» **DIRECTIVE**
Could you copy all of the records below word for word, leaving the pictures out?

» **INPUT ROWS**
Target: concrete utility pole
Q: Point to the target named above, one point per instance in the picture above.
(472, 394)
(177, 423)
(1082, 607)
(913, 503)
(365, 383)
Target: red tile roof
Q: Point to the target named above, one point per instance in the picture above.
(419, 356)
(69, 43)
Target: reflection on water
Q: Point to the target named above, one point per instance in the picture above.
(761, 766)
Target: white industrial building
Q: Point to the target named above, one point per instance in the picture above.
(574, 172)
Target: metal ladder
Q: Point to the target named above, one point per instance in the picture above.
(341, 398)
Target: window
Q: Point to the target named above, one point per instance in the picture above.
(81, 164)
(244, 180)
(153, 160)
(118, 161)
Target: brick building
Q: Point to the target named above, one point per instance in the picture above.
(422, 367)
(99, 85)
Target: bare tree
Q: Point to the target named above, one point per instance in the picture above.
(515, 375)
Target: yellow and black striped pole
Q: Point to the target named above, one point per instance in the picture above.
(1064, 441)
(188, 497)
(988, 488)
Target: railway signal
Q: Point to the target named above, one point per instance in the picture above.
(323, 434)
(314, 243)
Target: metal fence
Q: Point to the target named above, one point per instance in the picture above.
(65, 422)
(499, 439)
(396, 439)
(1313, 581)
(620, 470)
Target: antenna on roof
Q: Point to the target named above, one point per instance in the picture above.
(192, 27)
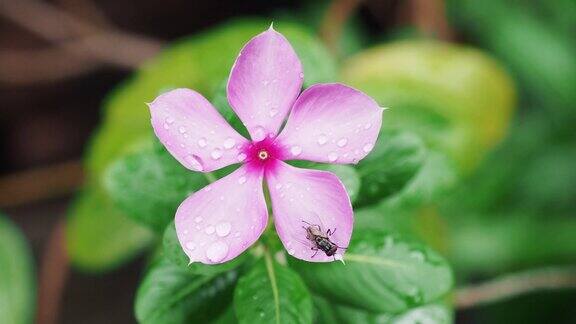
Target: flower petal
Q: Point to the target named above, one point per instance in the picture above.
(219, 222)
(264, 83)
(332, 123)
(302, 198)
(194, 132)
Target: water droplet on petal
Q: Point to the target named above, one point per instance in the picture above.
(258, 133)
(296, 150)
(194, 162)
(368, 147)
(190, 246)
(223, 229)
(229, 143)
(216, 154)
(332, 157)
(217, 251)
(202, 142)
(342, 142)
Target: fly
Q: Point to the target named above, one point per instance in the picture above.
(321, 240)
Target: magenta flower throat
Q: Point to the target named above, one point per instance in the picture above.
(326, 123)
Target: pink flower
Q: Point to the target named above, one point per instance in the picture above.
(329, 123)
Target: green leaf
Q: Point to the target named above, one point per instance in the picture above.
(169, 294)
(98, 236)
(395, 160)
(347, 174)
(149, 185)
(17, 284)
(435, 313)
(384, 273)
(174, 254)
(272, 293)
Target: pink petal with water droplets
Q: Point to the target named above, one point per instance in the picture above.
(219, 222)
(303, 197)
(332, 123)
(264, 83)
(194, 132)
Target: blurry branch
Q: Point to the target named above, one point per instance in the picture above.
(515, 284)
(334, 20)
(53, 275)
(429, 17)
(84, 45)
(41, 183)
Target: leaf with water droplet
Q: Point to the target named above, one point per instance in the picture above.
(16, 276)
(272, 293)
(170, 294)
(381, 274)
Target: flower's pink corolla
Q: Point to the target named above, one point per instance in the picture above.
(329, 123)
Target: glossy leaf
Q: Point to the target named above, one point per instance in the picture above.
(169, 294)
(384, 273)
(435, 313)
(174, 254)
(98, 236)
(149, 185)
(17, 284)
(395, 160)
(272, 293)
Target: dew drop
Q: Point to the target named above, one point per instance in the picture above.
(190, 246)
(194, 162)
(332, 156)
(342, 142)
(368, 147)
(295, 150)
(229, 143)
(223, 229)
(202, 142)
(217, 251)
(258, 133)
(216, 154)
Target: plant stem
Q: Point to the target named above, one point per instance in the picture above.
(512, 285)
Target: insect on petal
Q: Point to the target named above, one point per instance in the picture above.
(194, 132)
(219, 222)
(332, 123)
(264, 83)
(302, 198)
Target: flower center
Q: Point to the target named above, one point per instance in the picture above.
(263, 155)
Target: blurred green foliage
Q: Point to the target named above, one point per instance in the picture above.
(17, 278)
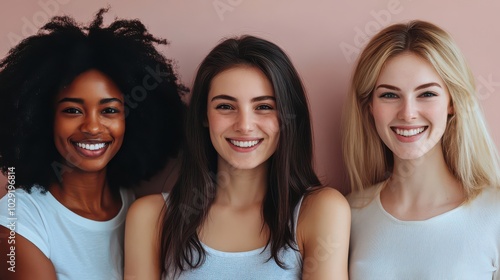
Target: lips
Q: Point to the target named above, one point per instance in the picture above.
(91, 148)
(409, 132)
(244, 145)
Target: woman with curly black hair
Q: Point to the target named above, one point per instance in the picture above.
(86, 113)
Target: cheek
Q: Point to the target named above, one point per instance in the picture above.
(117, 129)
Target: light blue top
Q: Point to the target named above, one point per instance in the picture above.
(249, 265)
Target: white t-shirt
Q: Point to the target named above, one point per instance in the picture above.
(79, 248)
(463, 243)
(250, 265)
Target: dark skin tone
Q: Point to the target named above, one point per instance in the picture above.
(88, 131)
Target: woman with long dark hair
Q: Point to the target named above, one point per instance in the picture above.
(248, 204)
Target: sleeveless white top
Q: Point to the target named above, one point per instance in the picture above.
(249, 265)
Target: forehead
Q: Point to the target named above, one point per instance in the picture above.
(408, 69)
(91, 84)
(241, 81)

» **TASK ANSWER**
Target: concrete utility pole
Q: Point to the target named above, one point per instance in the picture above.
(472, 394)
(177, 423)
(1082, 607)
(913, 503)
(365, 383)
Target: red tile roof
Q: Point to the target named above, one point per instance in the picture above.
(419, 356)
(69, 43)
Target: reflection on water
Q: Point to the target named above, one point per instance in the picture above.
(761, 766)
Target: white industrial building
Q: Point to the target named above, one point per instance in the picture above.
(574, 172)
Target: metal ladder
Q: Point to the target named above, one point per instance in the picture above.
(341, 398)
Target: window
Q: Point to the target named above, one point per instance in the picture above.
(81, 164)
(244, 180)
(153, 160)
(118, 161)
Target: brick building
Q: Point to the target named above, one point per instance in the picture above.
(422, 367)
(99, 85)
Target: bare tree
Q: Point to the target named above, one point per instance in the picture above.
(515, 375)
Target: yellow and black striped pole
Q: Point to the target named above, one point per instance in the picture above.
(1064, 441)
(188, 497)
(988, 488)
Target: railway signal
Q: Point to the target named above, one point per instance in the picture above.
(323, 434)
(314, 243)
Target: metal fence
Q: Point to the target named above, one point per instance in the picture above.
(65, 422)
(499, 439)
(396, 439)
(1313, 581)
(620, 470)
Target: antenna on roof
Q: Point to the target named above, one point per instance in the picture above.
(192, 27)
Target: flower petal
Q: Point to the target named above, one point per instance in the picture above.
(219, 222)
(264, 83)
(332, 123)
(302, 198)
(194, 132)
Target: water droplet on petal
Q: Point to the target named above, one point per instance in the picture above.
(258, 133)
(296, 150)
(194, 162)
(368, 147)
(190, 246)
(223, 229)
(229, 143)
(216, 154)
(332, 157)
(217, 251)
(202, 142)
(342, 142)
Target: fly
Q: Point to the target named above, one point per instance in the picture above.
(321, 240)
Target: magenta flower throat
Q: Point to the target named above, one point per instance in the picture above.
(326, 123)
Target: pink flower
Q: Point to the target named above, one point per instance in the picture above.
(329, 123)
Target: green leaf
Q: Point to the target named above, one point per instance in the picture above.
(169, 294)
(98, 236)
(395, 160)
(347, 174)
(149, 185)
(17, 284)
(435, 313)
(384, 273)
(174, 254)
(272, 293)
Target: pink petal with water droplets
Q: Point to the target named above, one point per instance in the picture above.
(219, 222)
(303, 197)
(332, 123)
(264, 83)
(194, 132)
Target: blurry branch
Q: Point to the target named above, one point per instance in the picture above.
(515, 284)
(334, 20)
(53, 275)
(429, 17)
(84, 45)
(41, 183)
Target: leaf with water droplet
Q: Point to the target named above, one point per instance in the picture above.
(16, 276)
(272, 293)
(170, 294)
(381, 274)
Target: flower's pink corolla
Q: Point to the target named above, one point per instance in the picture above.
(329, 123)
Target: glossy leaf
Q: Point to the target named above, one point per instance in the picture above.
(169, 294)
(384, 273)
(435, 313)
(174, 254)
(98, 236)
(149, 185)
(17, 284)
(395, 160)
(272, 293)
Target: dew drop
Q: Point to the target named above, one point per instance in the picture above.
(190, 246)
(194, 162)
(332, 156)
(342, 142)
(368, 147)
(295, 150)
(229, 143)
(223, 229)
(202, 142)
(217, 251)
(258, 133)
(216, 154)
Target: plant stem
Q: Point to the target named above, one point per instance in the picture above.
(512, 285)
Target: insect on petal
Q: Point to the target named above, one point per instance in the picture above.
(194, 132)
(219, 222)
(332, 123)
(264, 83)
(302, 198)
Target: flower center
Q: Point to the target named above, one point per instance in the picture above.
(263, 155)
Target: blurred green foliage
Q: Point to the target named above, one point per instance in the picture above.
(17, 278)
Target: lips
Q: Point to the target named above, one point per instance in the picture above.
(91, 148)
(409, 132)
(244, 145)
Target: woman with curly black hair
Q: Point to the target named above, one point per instance in the picture above.
(86, 113)
Target: cheek
Q: Point to the target named above, one point per instance in the picture above.
(117, 129)
Target: light blue top
Q: Point to the target named above, one point per instance in the picture above.
(249, 265)
Target: white t-shirt
Q: Point to the target named above, one point per instance in the picture above.
(79, 248)
(463, 243)
(250, 265)
Target: dark skin tone
Q: Point to the target named above, one point per instance in the picture above.
(88, 131)
Target: woman with long dark hair
Q: Point to the target named above, one point per instance in the picture above.
(248, 204)
Target: sleeveless white top
Q: Point to the target named above, one point per instance in the picture above.
(249, 265)
Target: forehead
Q: Point to the target named above, one point per instance in the picture above.
(408, 69)
(91, 84)
(241, 81)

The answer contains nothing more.